TASKS TO COMPLETE:
- a) Summarize the article on suffering as spectacle in two sentences.
- b) According to the article on suffering as spectacle, what did millions of users control in Twitch Plays Pokémon, and how?

PASSAGE TO READ:

━━━━━━━━━━━━━━━━━━━━━━━━━━━━━━

Have you noticed how pain, risk, and even death have always had an audience? Since ancient times, humanity has turned suffering into spectacle. Roman gladiators, medieval duels, public executions, reality shows… and now, TikTok and Instagram.
The film Gamer (2009) pushed this logic to the extreme: real people controlled like avatars by remote players, losing autonomy before a global audience. It looks like science fiction — but is it really that far from our reality?
From the Arena to the Feed
History repeats itself in different arenas:
- In Ancient Egypt, reliefs show combat staged before viewers.
- In Mesoamerica, the Maya ballgame sometimes ended with the losers being sacrificed.
- In early modern times, executions became public events that crowds would gather to watch.
Today, the stage is digital. The weapons are smartphones and algorithms.
The Challenges That Scare Us
Remember the Blue Whale Challenge, where young people were led step by step into self-harm and even suicide? Or the Skull Breaker Challenge, where teenagers were deliberately tripped mid-jump, ending up in hospital?
Other examples, like the Fire Challenge (setting one’s body on fire) or the Bird Box Challenge (doing daily tasks blindfolded, inspired by the Netflix film), show that the spectacularisation of risk is alive and well. Only now it fits into short videos and can go viral within seconds.
When the Audience Decides
Live streaming makes this even clearer: audiences can decide what happens in real time. Twitch Plays Pokémon showed millions of users typing commands to control a single character. Funny? Yes. But also unsettling — it reveals the collective power to influence behavior at a distance.
From Fiction to Reality
Gamer imagined a dystopian future. But in a way, we’re already living smaller versions of that dystopia. Platforms reward us with points, streaks, and likes. Apps gamify everything from learning languages to shopping. Young people take risks for visibility while spectators cheer, share, and ask for “one more time.”
What’s Next?
The question is no longer if we will reach the Gamer era, but when. With companies like Neuralink testing brain implants, the line between body and technology is fading.
What once looked like science fiction may soon be everyday reality. And maybe the bigger question is: are we ready for a world where living, playing, and obeying become the same thing?

━━━━━━━━━━━━━━━━━━━━━━━━━━━━━━

THE DATA:
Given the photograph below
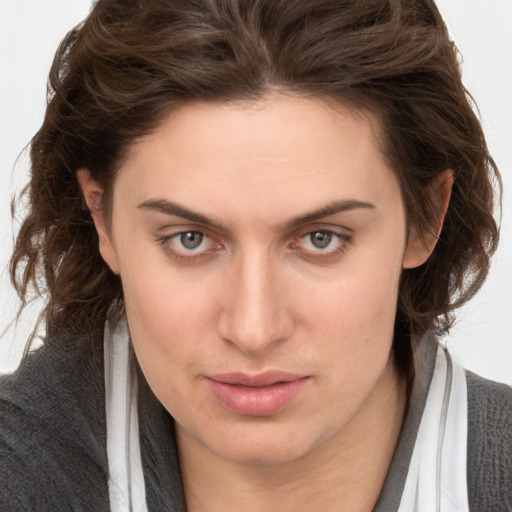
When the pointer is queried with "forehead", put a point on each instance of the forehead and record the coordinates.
(280, 151)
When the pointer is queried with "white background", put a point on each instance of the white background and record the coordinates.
(30, 31)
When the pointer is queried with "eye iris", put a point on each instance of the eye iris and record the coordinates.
(191, 239)
(321, 239)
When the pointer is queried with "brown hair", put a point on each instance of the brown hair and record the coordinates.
(116, 76)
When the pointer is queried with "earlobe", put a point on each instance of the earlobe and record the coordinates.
(421, 245)
(93, 197)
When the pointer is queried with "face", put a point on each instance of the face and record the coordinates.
(260, 247)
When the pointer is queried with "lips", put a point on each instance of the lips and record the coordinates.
(264, 394)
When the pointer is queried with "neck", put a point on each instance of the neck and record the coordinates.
(347, 470)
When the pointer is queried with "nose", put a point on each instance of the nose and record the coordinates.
(254, 315)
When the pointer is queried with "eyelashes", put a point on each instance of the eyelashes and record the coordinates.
(194, 245)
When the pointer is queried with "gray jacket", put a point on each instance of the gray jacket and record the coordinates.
(53, 437)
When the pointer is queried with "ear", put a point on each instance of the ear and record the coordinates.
(93, 197)
(421, 246)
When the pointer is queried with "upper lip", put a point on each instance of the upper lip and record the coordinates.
(258, 380)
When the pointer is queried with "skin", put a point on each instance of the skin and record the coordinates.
(257, 294)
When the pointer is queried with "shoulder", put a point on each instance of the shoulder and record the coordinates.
(52, 443)
(489, 444)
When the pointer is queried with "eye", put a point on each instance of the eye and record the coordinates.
(322, 240)
(188, 244)
(191, 240)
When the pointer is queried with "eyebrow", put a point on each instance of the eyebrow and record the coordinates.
(171, 208)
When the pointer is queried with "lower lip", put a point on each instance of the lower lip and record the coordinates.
(256, 401)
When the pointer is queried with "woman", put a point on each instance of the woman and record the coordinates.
(251, 218)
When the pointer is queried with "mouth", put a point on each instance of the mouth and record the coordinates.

━━━━━━━━━━━━━━━━━━━━━━━━━━━━━━

TASK-BY-TASK OUTPUTS:
- a) Humanity has turned suffering and risk into spectacle since ancient times, from Roman gladiators and public executions to viral online challenges such as the Blue Whale and Skull Breaker challenges. The article compares this to the film Gamer (2009), holding that gamified platforms, audiences who steer live streams, and brain-implant testing by companies like Neuralink make that fictional dystopia look increasingly like everyday reality.

- b) They controlled a single character by typing commands.